(Part of a data file)
○ ○ ○ ○ ○

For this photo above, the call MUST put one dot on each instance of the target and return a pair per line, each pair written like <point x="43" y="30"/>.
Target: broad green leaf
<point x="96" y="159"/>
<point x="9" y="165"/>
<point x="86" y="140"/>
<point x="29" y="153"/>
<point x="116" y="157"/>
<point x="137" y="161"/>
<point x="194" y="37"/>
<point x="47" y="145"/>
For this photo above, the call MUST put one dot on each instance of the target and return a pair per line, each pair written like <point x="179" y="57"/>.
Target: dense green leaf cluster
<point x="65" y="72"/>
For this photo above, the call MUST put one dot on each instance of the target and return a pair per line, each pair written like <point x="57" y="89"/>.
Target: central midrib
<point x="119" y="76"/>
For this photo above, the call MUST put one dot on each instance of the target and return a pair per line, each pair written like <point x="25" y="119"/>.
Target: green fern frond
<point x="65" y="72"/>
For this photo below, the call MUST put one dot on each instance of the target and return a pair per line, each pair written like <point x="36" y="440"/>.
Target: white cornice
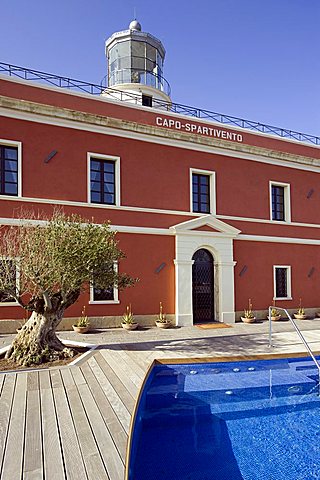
<point x="133" y="209"/>
<point x="171" y="232"/>
<point x="100" y="98"/>
<point x="98" y="124"/>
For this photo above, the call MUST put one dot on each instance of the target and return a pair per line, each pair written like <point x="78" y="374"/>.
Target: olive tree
<point x="56" y="260"/>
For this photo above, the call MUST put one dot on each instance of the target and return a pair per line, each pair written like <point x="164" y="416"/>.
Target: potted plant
<point x="162" y="321"/>
<point x="128" y="321"/>
<point x="275" y="314"/>
<point x="248" y="316"/>
<point x="301" y="314"/>
<point x="82" y="325"/>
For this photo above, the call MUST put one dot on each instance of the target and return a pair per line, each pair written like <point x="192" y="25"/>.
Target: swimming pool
<point x="228" y="421"/>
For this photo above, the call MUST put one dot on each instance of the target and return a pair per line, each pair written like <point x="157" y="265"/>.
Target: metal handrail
<point x="298" y="332"/>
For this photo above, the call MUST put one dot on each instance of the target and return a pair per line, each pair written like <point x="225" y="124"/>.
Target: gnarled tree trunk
<point x="36" y="342"/>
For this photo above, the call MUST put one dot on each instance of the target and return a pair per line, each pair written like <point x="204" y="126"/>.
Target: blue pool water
<point x="228" y="421"/>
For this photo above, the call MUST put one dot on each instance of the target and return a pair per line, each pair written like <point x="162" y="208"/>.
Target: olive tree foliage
<point x="55" y="259"/>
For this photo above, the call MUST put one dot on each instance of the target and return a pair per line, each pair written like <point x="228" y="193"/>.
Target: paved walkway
<point x="73" y="422"/>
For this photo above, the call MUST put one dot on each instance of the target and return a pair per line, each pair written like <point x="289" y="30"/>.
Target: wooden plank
<point x="110" y="418"/>
<point x="52" y="455"/>
<point x="108" y="451"/>
<point x="116" y="383"/>
<point x="143" y="359"/>
<point x="2" y="377"/>
<point x="121" y="372"/>
<point x="71" y="452"/>
<point x="130" y="363"/>
<point x="91" y="456"/>
<point x="13" y="456"/>
<point x="6" y="399"/>
<point x="33" y="467"/>
<point x="114" y="399"/>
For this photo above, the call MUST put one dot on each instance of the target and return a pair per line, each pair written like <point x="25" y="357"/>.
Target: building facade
<point x="209" y="216"/>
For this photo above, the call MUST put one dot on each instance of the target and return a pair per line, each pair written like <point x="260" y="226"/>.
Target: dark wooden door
<point x="203" y="287"/>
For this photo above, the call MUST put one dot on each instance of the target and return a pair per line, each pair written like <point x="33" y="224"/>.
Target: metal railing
<point x="78" y="85"/>
<point x="299" y="334"/>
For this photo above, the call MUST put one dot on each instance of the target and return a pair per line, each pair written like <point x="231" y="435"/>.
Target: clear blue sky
<point x="256" y="59"/>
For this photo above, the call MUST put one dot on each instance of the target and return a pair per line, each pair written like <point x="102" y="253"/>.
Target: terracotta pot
<point x="276" y="318"/>
<point x="248" y="320"/>
<point x="163" y="324"/>
<point x="80" y="329"/>
<point x="129" y="326"/>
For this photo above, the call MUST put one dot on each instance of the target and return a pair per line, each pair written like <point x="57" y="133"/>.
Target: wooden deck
<point x="73" y="422"/>
<point x="69" y="423"/>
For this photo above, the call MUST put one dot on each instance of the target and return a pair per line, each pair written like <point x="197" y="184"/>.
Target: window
<point x="104" y="182"/>
<point x="8" y="270"/>
<point x="282" y="282"/>
<point x="280" y="202"/>
<point x="9" y="170"/>
<point x="146" y="100"/>
<point x="104" y="295"/>
<point x="202" y="191"/>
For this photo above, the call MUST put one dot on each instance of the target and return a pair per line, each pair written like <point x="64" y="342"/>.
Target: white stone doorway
<point x="216" y="237"/>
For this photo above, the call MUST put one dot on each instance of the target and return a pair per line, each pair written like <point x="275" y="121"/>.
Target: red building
<point x="208" y="215"/>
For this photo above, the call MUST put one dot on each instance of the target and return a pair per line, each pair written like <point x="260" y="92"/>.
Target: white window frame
<point x="289" y="294"/>
<point x="106" y="302"/>
<point x="287" y="200"/>
<point x="109" y="158"/>
<point x="15" y="303"/>
<point x="212" y="189"/>
<point x="18" y="145"/>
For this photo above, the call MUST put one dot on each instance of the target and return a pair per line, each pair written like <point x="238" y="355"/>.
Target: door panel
<point x="203" y="287"/>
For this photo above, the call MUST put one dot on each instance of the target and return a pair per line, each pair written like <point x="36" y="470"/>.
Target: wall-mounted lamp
<point x="243" y="271"/>
<point x="161" y="267"/>
<point x="51" y="155"/>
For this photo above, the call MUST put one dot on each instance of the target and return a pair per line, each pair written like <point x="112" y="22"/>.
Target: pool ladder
<point x="300" y="336"/>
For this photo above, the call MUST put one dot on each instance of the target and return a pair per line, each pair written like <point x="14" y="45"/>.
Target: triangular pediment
<point x="207" y="223"/>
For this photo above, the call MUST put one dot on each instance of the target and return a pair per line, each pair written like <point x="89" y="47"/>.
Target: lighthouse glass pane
<point x="151" y="58"/>
<point x="122" y="49"/>
<point x="138" y="55"/>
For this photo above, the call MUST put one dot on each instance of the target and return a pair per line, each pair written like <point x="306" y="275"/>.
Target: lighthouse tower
<point x="135" y="68"/>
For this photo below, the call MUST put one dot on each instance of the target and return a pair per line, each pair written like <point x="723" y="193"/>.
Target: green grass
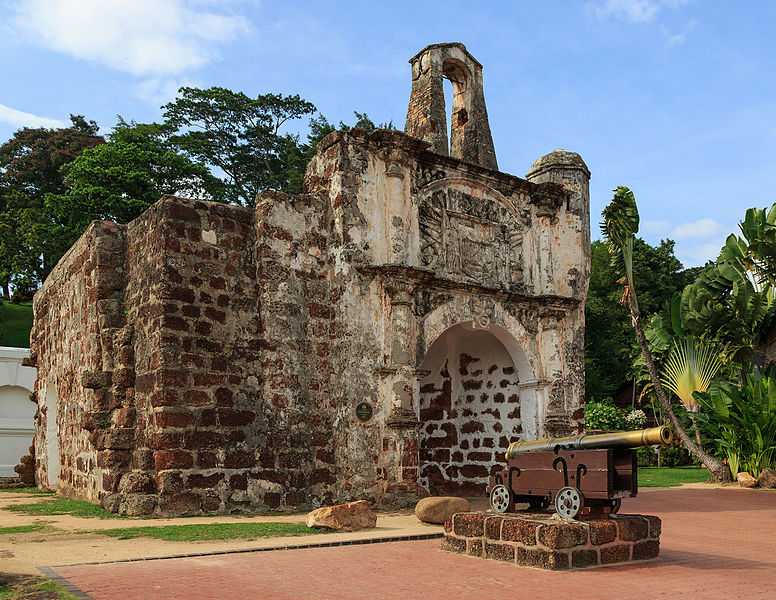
<point x="23" y="529"/>
<point x="22" y="587"/>
<point x="671" y="476"/>
<point x="35" y="491"/>
<point x="212" y="531"/>
<point x="64" y="506"/>
<point x="15" y="324"/>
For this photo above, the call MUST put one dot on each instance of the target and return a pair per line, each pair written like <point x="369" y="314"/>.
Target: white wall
<point x="16" y="411"/>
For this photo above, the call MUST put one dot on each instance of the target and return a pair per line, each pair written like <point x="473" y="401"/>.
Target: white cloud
<point x="18" y="118"/>
<point x="148" y="38"/>
<point x="702" y="228"/>
<point x="693" y="255"/>
<point x="633" y="11"/>
<point x="159" y="90"/>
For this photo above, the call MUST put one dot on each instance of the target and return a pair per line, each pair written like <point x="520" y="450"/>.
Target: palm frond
<point x="691" y="366"/>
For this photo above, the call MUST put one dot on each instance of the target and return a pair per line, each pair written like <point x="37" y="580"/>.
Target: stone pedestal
<point x="547" y="542"/>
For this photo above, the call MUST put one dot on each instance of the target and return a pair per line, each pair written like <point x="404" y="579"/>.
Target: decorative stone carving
<point x="472" y="239"/>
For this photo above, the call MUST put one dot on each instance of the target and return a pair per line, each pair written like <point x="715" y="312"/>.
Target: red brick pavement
<point x="715" y="544"/>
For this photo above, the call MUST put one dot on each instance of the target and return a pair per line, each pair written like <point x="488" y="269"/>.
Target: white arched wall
<point x="472" y="405"/>
<point x="17" y="413"/>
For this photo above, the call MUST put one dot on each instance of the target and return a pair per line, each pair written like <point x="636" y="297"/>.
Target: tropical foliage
<point x="741" y="421"/>
<point x="619" y="227"/>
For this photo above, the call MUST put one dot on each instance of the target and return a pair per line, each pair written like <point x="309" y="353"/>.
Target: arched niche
<point x="16" y="426"/>
<point x="472" y="405"/>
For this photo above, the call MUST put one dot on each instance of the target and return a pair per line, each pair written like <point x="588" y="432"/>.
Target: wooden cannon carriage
<point x="587" y="472"/>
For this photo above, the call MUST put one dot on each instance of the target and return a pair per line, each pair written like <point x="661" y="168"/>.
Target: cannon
<point x="586" y="472"/>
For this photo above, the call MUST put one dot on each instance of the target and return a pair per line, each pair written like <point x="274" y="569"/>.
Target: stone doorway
<point x="470" y="410"/>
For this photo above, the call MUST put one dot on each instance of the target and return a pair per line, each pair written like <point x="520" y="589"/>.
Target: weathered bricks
<point x="544" y="542"/>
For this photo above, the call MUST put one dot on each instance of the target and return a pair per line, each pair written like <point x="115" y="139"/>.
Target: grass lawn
<point x="671" y="476"/>
<point x="22" y="587"/>
<point x="212" y="531"/>
<point x="23" y="529"/>
<point x="64" y="506"/>
<point x="15" y="324"/>
<point x="36" y="491"/>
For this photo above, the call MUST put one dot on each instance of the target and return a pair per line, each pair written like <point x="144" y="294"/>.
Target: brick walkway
<point x="716" y="544"/>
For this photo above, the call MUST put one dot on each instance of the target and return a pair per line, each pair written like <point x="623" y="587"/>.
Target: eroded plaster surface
<point x="213" y="358"/>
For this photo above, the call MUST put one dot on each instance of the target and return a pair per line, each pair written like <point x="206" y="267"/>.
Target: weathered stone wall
<point x="540" y="541"/>
<point x="470" y="410"/>
<point x="75" y="311"/>
<point x="217" y="358"/>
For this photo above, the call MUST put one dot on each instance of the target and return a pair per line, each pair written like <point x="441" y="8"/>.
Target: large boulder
<point x="767" y="478"/>
<point x="438" y="509"/>
<point x="343" y="517"/>
<point x="746" y="480"/>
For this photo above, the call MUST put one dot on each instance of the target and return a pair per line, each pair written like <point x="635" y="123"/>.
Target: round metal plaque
<point x="364" y="411"/>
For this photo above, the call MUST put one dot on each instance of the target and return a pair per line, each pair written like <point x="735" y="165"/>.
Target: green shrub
<point x="742" y="421"/>
<point x="604" y="415"/>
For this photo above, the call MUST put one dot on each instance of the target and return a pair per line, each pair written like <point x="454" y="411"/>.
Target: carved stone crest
<point x="471" y="239"/>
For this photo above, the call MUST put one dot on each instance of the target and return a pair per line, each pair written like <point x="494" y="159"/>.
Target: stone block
<point x="542" y="559"/>
<point x="437" y="509"/>
<point x="562" y="535"/>
<point x="655" y="526"/>
<point x="646" y="550"/>
<point x="451" y="544"/>
<point x="632" y="528"/>
<point x="581" y="559"/>
<point x="493" y="527"/>
<point x="615" y="554"/>
<point x="469" y="524"/>
<point x="502" y="551"/>
<point x="519" y="530"/>
<point x="602" y="532"/>
<point x="474" y="548"/>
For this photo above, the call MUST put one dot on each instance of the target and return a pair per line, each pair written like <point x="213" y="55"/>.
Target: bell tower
<point x="470" y="138"/>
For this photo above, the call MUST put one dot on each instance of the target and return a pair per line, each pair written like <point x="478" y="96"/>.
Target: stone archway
<point x="470" y="409"/>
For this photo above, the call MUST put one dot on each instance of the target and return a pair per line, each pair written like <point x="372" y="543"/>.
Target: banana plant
<point x="619" y="227"/>
<point x="742" y="421"/>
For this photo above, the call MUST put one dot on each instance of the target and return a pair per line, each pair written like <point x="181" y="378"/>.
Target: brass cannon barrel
<point x="615" y="439"/>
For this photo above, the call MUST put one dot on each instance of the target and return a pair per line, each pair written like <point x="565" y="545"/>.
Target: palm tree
<point x="619" y="227"/>
<point x="690" y="368"/>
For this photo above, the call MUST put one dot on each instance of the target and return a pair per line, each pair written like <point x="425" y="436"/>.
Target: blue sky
<point x="674" y="98"/>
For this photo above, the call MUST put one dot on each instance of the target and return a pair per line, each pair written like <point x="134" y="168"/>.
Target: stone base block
<point x="548" y="542"/>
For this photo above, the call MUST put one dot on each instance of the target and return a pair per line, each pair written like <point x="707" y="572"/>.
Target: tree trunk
<point x="717" y="469"/>
<point x="694" y="419"/>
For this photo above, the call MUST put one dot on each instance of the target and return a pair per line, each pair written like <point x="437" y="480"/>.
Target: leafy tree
<point x="31" y="168"/>
<point x="118" y="180"/>
<point x="619" y="227"/>
<point x="240" y="138"/>
<point x="611" y="353"/>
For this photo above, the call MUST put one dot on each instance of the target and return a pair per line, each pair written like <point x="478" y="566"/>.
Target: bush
<point x="742" y="421"/>
<point x="604" y="415"/>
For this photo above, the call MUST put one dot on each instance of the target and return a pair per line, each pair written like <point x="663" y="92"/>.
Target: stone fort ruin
<point x="383" y="335"/>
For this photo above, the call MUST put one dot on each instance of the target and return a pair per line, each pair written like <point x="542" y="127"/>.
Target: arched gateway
<point x="382" y="335"/>
<point x="470" y="409"/>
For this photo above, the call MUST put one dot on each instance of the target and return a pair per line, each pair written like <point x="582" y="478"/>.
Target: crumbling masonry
<point x="382" y="335"/>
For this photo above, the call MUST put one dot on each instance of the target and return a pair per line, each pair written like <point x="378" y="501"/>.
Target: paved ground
<point x="717" y="543"/>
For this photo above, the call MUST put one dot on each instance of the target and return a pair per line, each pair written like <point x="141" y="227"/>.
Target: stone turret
<point x="470" y="138"/>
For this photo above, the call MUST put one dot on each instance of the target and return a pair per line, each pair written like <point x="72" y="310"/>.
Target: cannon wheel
<point x="500" y="499"/>
<point x="538" y="503"/>
<point x="568" y="502"/>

○ ○ ○ ○ ○

* [WORK INSTRUCTIONS]
Report each line of the data above that contains the word "wooden", copying every such line in full. Matching is case-sensitive.

* [THE REPLY]
Target: wooden plank
Target: dark wooden door
Target: wooden deck
Target: wooden cannon carriage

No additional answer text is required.